━━ PASSAGE PROVIDED ━━

Palma & Heath (2021) have recently commented on our proposal to reinstate indigenous names within the Linnaean system of nomenclature on the basis of their chronological priority. They argue that this challenges rules that have been unquestioned for 250 years. However, we hold that the rules of the various codes of nomenclature are constantly under review. The opinion they prosecute crystallises down, in large part, to one that suggests that because there are pre-existing rules about priority, we should not change these: an argument that involves a degree of circularity. Unfortunately, Palma and Heath misinterpret our proposal throughout much of their discussion. We do not advocate replacing the binomina as is claimed nor do we advocate for name changes where there is no consensus on a given taxon among the people indigenous to the natural distribution of that taxon. Our proposal is that indigenous names can replace the species epithet where there is a consensus on a single indigenous name for a taxon throughout its distribution and where there is demonstrable temporal priority. Without such consensus, species that cover wide distributions and have multiple indigenous names will, under our proposal, remain unchanged in their nomenclature.
- Gillman, L. N. & Wright, S. D. (2020) Restoring indigenous names in taxonomy. Communications Biology, 3 (1) : 1‒3. <https://doi.org/10.1038/s42003-020-01344-y>.

━━━
━━ GIVEN DATA ━━

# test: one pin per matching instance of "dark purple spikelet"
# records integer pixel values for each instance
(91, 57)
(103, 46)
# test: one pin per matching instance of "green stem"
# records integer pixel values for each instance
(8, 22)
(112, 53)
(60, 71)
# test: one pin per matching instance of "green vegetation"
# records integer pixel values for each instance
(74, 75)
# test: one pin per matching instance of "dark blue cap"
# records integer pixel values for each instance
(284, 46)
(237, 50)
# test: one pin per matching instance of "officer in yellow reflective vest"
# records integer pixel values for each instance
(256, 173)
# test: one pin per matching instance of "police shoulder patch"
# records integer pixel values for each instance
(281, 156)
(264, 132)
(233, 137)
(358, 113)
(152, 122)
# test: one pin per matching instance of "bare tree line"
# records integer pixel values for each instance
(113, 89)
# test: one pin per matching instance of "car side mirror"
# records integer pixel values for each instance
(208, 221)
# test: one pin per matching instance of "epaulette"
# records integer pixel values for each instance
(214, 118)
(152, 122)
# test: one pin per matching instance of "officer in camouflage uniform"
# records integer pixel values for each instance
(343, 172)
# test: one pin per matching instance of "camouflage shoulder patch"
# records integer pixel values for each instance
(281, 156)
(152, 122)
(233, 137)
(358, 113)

━━━

**WORK INSTRUCTION A**
In the passage on indigenous names in taxonomy, when can an indigenous name replace the species epithet?
**WORK INSTRUCTION B**
Check each statement against the passage on indigenous names in taxonomy and answer yes or no, quoting the deciding words: (i) The authors call for replacing the binomina. (ii) Palma and Heath argue that the proposal challenges rules left unquestioned for 250 years. (iii) Under the proposal, species with wide distributions and several indigenous names would be renamed even without consensus.

**ANSWER SECTION A**
When there is a consensus on a single indigenous name for a taxon throughout its distribution and there is demonstrable temporal priority.

**ANSWER SECTION B**
(i) No: "We do not advocate replacing the binomina as is claimed"
(ii) Yes: "They argue that this challenges rules that have been unquestioned for 250 years."
(iii) No: "Without such consensus, species that cover wide distributions and have multiple indigenous names will, under our proposal, remain unchanged in their nomenclature."